__Directive__
Please list every line below that contains the word "hijab".

__Listed entries__
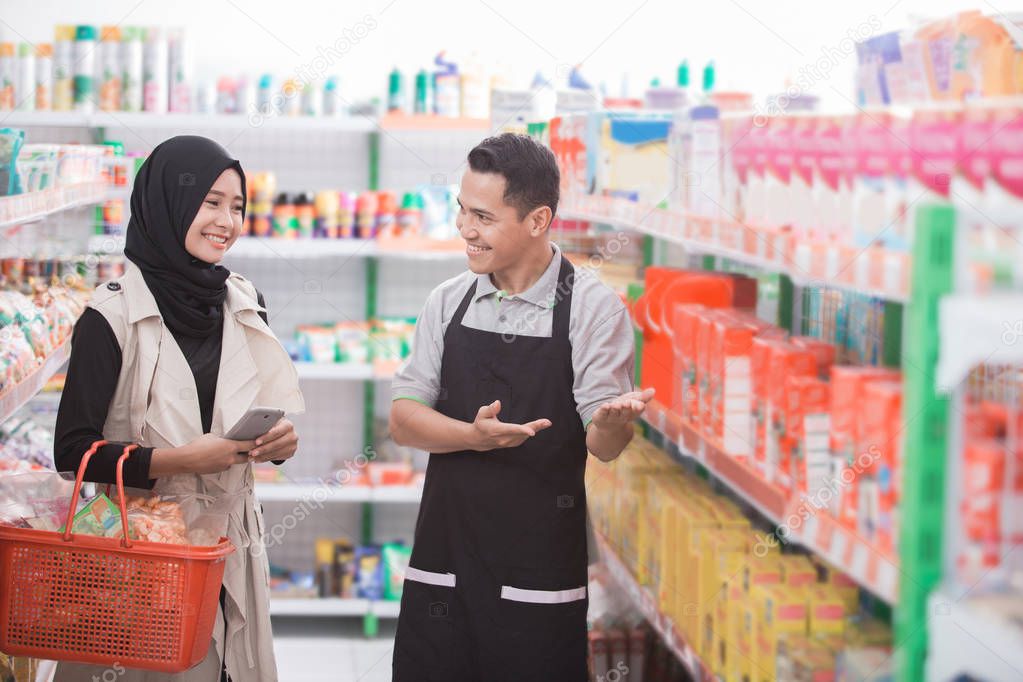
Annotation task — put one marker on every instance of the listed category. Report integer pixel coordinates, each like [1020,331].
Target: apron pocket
[425,642]
[543,596]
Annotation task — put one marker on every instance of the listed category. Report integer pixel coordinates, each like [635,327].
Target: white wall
[757,44]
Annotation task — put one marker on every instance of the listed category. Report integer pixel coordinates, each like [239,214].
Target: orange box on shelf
[824,353]
[847,383]
[785,360]
[684,398]
[760,353]
[807,423]
[881,451]
[730,381]
[665,287]
[827,610]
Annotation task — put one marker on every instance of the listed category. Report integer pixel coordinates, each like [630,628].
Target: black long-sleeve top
[92,378]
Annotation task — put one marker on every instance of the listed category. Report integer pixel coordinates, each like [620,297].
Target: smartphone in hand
[255,422]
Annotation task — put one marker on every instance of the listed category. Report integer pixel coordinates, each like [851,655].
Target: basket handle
[73,507]
[121,493]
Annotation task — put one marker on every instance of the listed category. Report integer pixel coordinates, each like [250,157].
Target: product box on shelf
[636,152]
[807,426]
[785,360]
[777,611]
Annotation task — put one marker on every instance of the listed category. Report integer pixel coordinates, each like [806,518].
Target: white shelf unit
[287,492]
[34,207]
[282,606]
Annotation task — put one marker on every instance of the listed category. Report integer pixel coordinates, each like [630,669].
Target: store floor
[331,649]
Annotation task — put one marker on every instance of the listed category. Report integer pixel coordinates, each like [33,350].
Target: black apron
[496,588]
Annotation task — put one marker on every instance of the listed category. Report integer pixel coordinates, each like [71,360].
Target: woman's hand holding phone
[207,454]
[278,444]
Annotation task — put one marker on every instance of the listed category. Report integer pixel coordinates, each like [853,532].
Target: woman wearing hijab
[169,357]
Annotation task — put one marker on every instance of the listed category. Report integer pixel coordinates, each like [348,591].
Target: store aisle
[331,650]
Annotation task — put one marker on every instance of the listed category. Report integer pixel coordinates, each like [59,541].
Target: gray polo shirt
[599,330]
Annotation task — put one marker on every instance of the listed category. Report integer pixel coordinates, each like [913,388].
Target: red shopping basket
[107,600]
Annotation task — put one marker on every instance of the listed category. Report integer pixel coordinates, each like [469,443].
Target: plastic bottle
[410,215]
[396,91]
[365,216]
[284,223]
[292,91]
[154,72]
[7,71]
[305,216]
[683,75]
[327,214]
[264,96]
[25,86]
[264,185]
[331,97]
[312,98]
[475,90]
[63,69]
[387,214]
[544,102]
[131,64]
[424,93]
[85,69]
[346,217]
[44,77]
[180,90]
[110,72]
[447,88]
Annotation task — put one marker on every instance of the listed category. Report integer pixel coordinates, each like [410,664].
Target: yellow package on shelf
[777,611]
[720,562]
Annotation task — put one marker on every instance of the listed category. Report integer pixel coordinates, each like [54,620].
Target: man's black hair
[529,169]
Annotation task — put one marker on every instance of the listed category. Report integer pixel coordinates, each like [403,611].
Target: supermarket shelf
[274,492]
[875,271]
[185,122]
[33,207]
[264,247]
[978,637]
[815,530]
[645,601]
[342,371]
[254,247]
[334,606]
[976,329]
[16,396]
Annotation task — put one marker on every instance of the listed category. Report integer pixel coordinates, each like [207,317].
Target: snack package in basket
[176,519]
[35,500]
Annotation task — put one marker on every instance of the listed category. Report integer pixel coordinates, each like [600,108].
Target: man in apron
[519,367]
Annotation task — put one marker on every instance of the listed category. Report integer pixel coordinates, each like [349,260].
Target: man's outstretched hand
[489,433]
[624,409]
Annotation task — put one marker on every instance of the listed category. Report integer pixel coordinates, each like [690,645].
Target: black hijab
[169,190]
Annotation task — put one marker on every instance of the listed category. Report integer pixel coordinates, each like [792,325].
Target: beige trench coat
[156,405]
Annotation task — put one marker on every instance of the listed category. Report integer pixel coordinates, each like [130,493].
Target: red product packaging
[847,384]
[881,458]
[786,360]
[684,399]
[731,384]
[760,353]
[808,421]
[823,351]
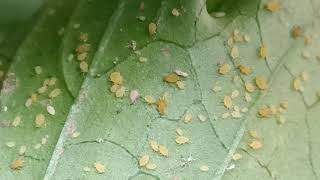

__Solution for this problem__
Target: woman wearing hijab
Target: black hijab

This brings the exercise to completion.